─── Given entries ───

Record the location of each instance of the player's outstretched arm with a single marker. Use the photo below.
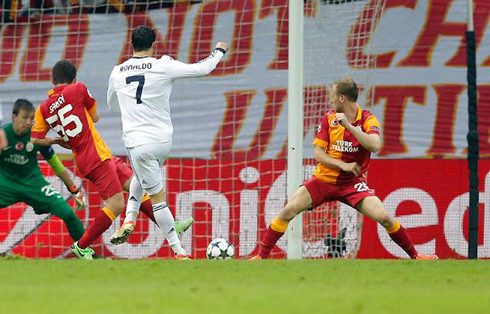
(176, 69)
(112, 101)
(371, 142)
(48, 141)
(61, 172)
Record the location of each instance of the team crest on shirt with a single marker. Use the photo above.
(89, 94)
(29, 147)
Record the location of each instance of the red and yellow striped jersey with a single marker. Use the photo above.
(67, 112)
(341, 144)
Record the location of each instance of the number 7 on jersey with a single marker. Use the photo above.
(139, 90)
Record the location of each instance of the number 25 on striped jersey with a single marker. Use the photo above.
(139, 90)
(65, 120)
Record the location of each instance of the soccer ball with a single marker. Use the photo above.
(220, 249)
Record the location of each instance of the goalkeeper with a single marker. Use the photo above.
(21, 179)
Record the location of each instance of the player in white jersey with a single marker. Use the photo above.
(141, 88)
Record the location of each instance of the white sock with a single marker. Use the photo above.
(165, 221)
(135, 196)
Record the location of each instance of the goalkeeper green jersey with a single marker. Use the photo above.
(18, 160)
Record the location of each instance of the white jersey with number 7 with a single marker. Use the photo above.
(141, 88)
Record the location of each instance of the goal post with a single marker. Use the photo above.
(295, 123)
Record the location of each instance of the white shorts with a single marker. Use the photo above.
(146, 161)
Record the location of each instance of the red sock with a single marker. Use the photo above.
(146, 209)
(402, 238)
(102, 222)
(270, 239)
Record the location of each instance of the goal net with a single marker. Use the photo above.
(227, 167)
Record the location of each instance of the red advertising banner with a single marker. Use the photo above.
(238, 201)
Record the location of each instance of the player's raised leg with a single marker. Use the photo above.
(300, 202)
(373, 208)
(105, 178)
(146, 161)
(137, 200)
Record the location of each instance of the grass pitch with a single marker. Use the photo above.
(271, 286)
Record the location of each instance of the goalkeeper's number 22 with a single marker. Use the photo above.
(139, 90)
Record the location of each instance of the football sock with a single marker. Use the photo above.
(72, 223)
(135, 197)
(400, 236)
(165, 221)
(147, 209)
(275, 231)
(102, 222)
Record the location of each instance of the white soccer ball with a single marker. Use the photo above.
(220, 249)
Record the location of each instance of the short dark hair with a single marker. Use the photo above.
(64, 72)
(348, 88)
(142, 38)
(22, 104)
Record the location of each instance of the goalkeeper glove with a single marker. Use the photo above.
(78, 196)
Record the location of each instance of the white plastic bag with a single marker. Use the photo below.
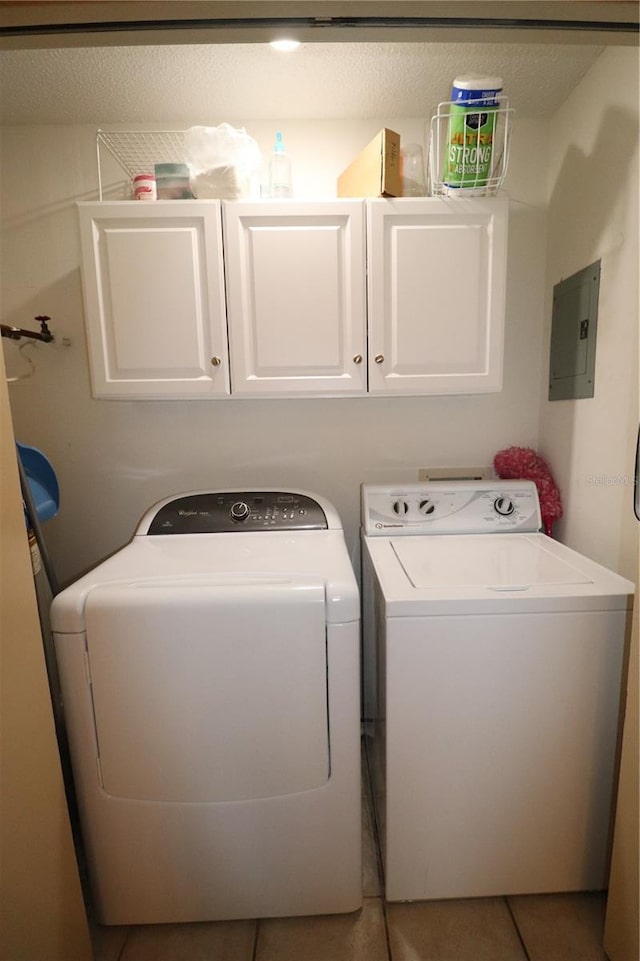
(223, 162)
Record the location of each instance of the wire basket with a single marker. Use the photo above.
(469, 149)
(137, 151)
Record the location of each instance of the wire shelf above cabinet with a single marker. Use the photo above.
(137, 151)
(464, 160)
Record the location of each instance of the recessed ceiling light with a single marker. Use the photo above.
(285, 45)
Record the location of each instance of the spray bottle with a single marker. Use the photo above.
(280, 170)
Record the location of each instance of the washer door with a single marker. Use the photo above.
(209, 691)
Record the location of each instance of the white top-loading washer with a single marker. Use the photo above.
(493, 658)
(210, 677)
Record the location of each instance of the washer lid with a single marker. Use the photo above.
(500, 573)
(502, 562)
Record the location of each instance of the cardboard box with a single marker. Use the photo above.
(376, 170)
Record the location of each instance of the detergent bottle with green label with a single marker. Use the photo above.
(468, 162)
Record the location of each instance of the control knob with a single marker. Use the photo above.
(240, 511)
(504, 506)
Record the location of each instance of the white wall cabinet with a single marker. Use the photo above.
(436, 284)
(296, 306)
(296, 319)
(154, 299)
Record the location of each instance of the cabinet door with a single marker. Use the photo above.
(154, 299)
(436, 295)
(295, 275)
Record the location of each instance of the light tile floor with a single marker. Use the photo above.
(565, 927)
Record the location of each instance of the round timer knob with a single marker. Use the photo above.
(504, 506)
(240, 511)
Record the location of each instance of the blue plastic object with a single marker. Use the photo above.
(42, 481)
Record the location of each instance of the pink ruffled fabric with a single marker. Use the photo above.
(522, 463)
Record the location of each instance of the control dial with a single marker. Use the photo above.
(240, 511)
(504, 506)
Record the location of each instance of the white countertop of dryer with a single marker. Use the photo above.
(222, 560)
(489, 573)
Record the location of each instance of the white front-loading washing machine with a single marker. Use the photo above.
(493, 668)
(210, 679)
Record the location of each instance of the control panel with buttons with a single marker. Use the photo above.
(222, 512)
(451, 507)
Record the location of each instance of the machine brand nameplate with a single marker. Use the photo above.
(230, 511)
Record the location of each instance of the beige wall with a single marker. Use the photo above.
(593, 214)
(41, 911)
(115, 458)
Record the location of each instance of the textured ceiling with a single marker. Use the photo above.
(210, 83)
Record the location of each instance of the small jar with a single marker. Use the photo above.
(144, 187)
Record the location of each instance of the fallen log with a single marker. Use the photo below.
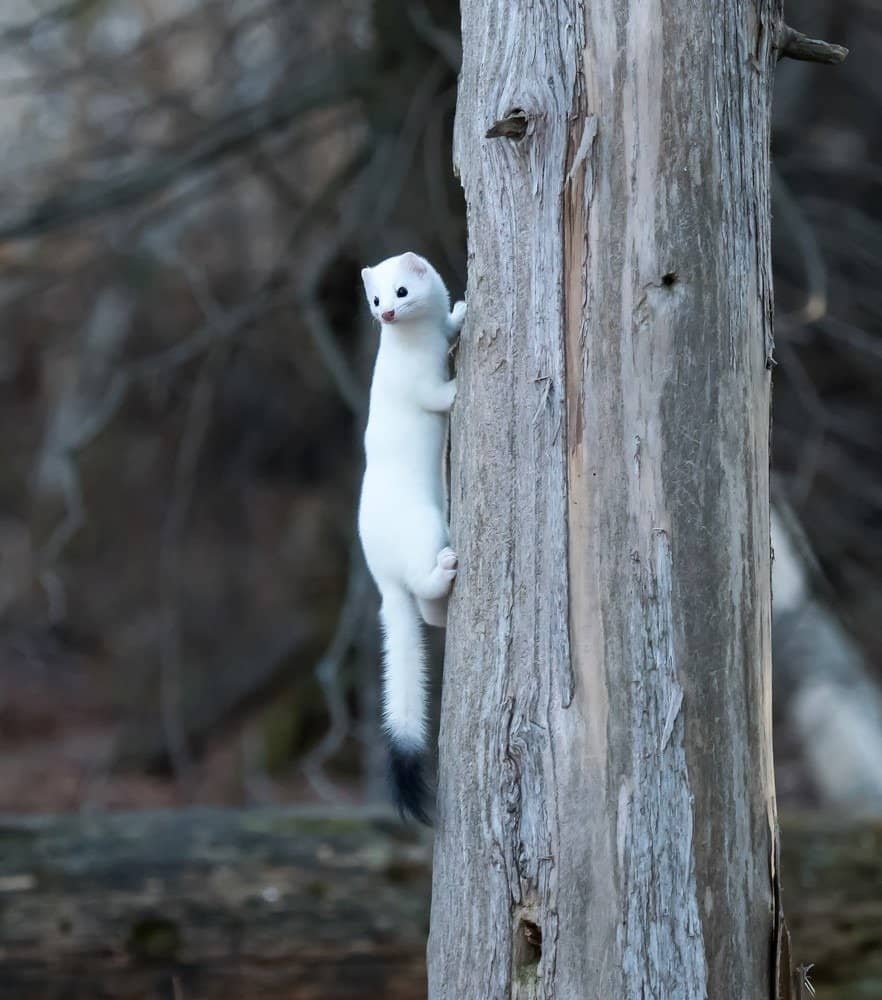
(302, 904)
(205, 904)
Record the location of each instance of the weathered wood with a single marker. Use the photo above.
(275, 904)
(606, 812)
(212, 905)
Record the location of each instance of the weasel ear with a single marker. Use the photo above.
(413, 262)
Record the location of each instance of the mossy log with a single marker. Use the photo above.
(204, 904)
(284, 904)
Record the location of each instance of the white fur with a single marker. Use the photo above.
(401, 518)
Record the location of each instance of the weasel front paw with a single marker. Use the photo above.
(448, 562)
(457, 317)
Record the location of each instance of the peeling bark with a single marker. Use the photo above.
(606, 813)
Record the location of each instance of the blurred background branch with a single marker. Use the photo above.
(190, 188)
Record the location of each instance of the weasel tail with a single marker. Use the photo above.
(402, 520)
(405, 701)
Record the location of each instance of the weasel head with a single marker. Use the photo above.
(405, 288)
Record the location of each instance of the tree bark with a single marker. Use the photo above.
(606, 811)
(296, 904)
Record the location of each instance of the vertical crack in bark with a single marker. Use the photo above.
(661, 934)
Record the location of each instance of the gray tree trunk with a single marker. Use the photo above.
(606, 815)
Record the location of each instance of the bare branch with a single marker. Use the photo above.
(322, 87)
(795, 45)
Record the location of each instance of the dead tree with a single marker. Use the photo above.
(606, 816)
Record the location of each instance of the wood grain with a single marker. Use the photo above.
(605, 748)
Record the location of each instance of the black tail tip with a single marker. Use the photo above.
(409, 787)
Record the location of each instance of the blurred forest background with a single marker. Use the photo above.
(189, 189)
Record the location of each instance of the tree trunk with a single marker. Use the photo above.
(606, 811)
(305, 904)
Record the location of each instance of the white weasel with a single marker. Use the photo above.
(401, 518)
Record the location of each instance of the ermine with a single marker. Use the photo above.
(402, 517)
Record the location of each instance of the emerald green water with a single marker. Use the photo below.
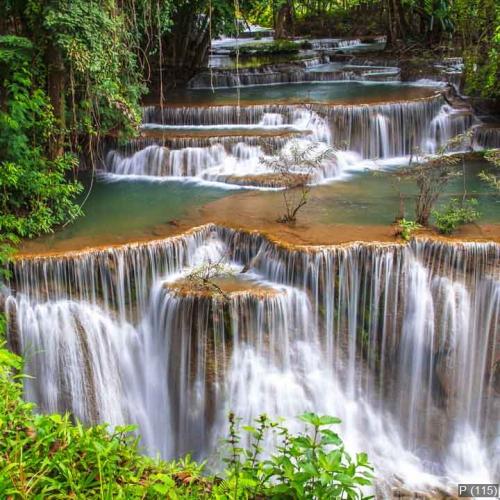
(328, 92)
(123, 211)
(373, 197)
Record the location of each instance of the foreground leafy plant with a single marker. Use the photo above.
(407, 228)
(51, 456)
(455, 214)
(492, 178)
(313, 464)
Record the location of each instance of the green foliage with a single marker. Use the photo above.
(35, 193)
(313, 464)
(407, 228)
(456, 213)
(478, 24)
(48, 456)
(492, 178)
(105, 84)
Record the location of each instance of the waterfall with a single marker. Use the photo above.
(357, 132)
(400, 341)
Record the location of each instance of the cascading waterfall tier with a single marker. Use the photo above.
(357, 132)
(400, 341)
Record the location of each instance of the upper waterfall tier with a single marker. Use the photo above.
(356, 132)
(400, 341)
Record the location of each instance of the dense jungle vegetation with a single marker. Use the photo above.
(75, 71)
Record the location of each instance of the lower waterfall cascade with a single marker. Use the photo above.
(399, 341)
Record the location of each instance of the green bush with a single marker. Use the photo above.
(49, 456)
(407, 228)
(455, 214)
(313, 464)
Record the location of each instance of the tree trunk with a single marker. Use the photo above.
(284, 23)
(56, 88)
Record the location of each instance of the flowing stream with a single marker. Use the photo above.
(402, 342)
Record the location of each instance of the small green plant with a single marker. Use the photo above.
(455, 214)
(313, 464)
(406, 228)
(493, 177)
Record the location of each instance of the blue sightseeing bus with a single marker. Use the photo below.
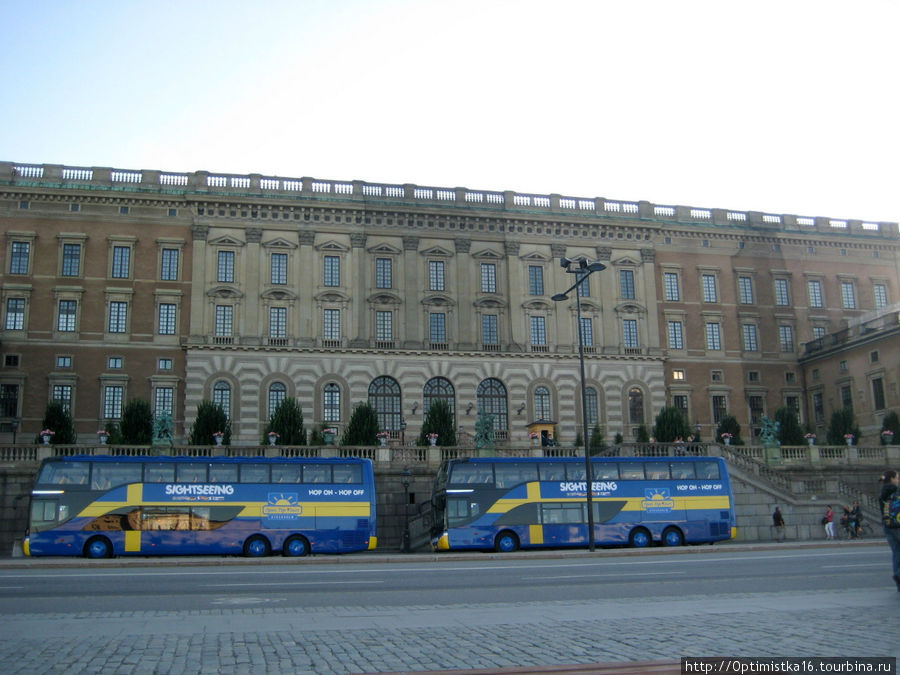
(505, 504)
(103, 506)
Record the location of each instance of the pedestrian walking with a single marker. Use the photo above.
(889, 487)
(778, 524)
(828, 522)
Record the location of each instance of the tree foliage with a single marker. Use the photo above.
(210, 419)
(842, 422)
(670, 425)
(287, 422)
(59, 421)
(137, 423)
(362, 427)
(439, 420)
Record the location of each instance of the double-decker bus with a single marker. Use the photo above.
(507, 503)
(104, 506)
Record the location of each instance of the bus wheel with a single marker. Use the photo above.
(672, 537)
(639, 538)
(506, 542)
(256, 547)
(296, 546)
(98, 547)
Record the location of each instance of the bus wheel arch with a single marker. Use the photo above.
(296, 546)
(257, 546)
(98, 547)
(506, 542)
(640, 537)
(672, 536)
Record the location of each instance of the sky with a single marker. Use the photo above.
(776, 106)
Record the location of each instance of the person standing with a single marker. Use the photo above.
(828, 520)
(889, 486)
(778, 524)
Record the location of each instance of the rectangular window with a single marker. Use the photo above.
(848, 295)
(814, 288)
(384, 273)
(676, 335)
(121, 262)
(490, 334)
(163, 401)
(224, 320)
(629, 334)
(436, 275)
(535, 280)
(67, 312)
(71, 260)
(331, 328)
(710, 292)
(720, 408)
(168, 270)
(19, 255)
(672, 286)
(782, 293)
(112, 402)
(278, 322)
(786, 338)
(118, 317)
(384, 325)
(166, 323)
(538, 330)
(751, 337)
(880, 291)
(587, 332)
(332, 270)
(225, 267)
(878, 394)
(15, 314)
(278, 273)
(626, 284)
(488, 278)
(745, 290)
(437, 327)
(713, 336)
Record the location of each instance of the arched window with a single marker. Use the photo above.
(222, 396)
(592, 406)
(542, 403)
(439, 388)
(636, 406)
(384, 397)
(331, 403)
(491, 397)
(277, 393)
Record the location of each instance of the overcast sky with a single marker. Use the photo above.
(781, 107)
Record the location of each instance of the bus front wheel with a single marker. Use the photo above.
(296, 546)
(639, 538)
(506, 542)
(672, 537)
(256, 547)
(98, 547)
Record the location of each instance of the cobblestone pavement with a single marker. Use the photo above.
(377, 639)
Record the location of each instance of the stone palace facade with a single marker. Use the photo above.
(179, 287)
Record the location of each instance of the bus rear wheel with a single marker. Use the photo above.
(506, 542)
(296, 546)
(639, 538)
(672, 537)
(98, 547)
(256, 547)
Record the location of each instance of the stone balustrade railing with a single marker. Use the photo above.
(220, 185)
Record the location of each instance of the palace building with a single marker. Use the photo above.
(180, 287)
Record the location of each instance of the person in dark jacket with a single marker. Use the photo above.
(889, 483)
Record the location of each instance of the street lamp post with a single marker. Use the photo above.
(586, 269)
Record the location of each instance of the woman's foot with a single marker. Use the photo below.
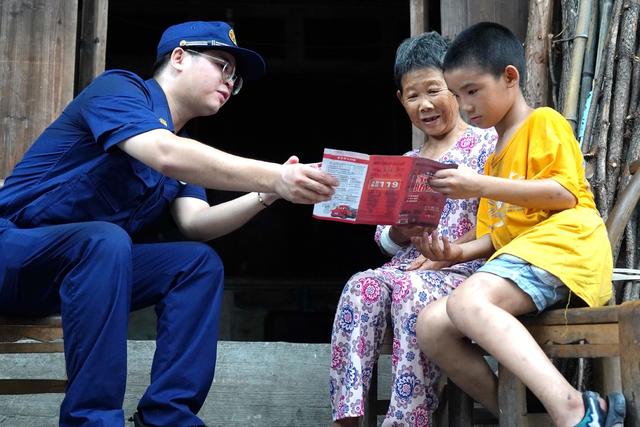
(596, 416)
(347, 422)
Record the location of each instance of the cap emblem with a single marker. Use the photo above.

───

Set task: Print exactly the span of lines that begins with the line containing "Record the location of each instance of the arched" and ends with the last line of the listing, with no pictures.

Reply:
Record the location of each instance of the arched window with a single marker. Use the photo above.
(222, 396)
(592, 406)
(542, 403)
(439, 388)
(636, 406)
(384, 397)
(331, 403)
(491, 397)
(277, 393)
Record the location of each instance of the overcast sky with a single marker. Use the photo above.
(781, 107)
Record the location of each instance of the bus front wheel with a single marker. Use the photo above.
(296, 546)
(639, 538)
(506, 542)
(672, 537)
(256, 547)
(98, 547)
Record the location of each instance of the cobblestone pavement with a single marker. Use the photo above.
(377, 639)
Record the location of each instance of the stone palace facade with a single marker. Use the photo above.
(179, 287)
Record the location of each instance of the bus rear wheel with a single marker. Use the photo above.
(506, 542)
(296, 546)
(639, 538)
(672, 537)
(98, 547)
(256, 547)
Record the location of each instance of the stone balustrade railing with a single marker. Use the photo above.
(220, 185)
Record the location of each instance of the palace building with a single marker. Use the photo above.
(180, 287)
Record the location of each instance of the person in dark jacket with a single marker. Use the photo above.
(889, 483)
Record the location of each instance of the street lamp post with a single marker. Use the photo above.
(586, 269)
Record the location of each instance of the woman's foot with a single marker. Use the photo below.
(596, 416)
(347, 422)
Record the location of each instance of the cap emblem with a single marker. Use the photo above.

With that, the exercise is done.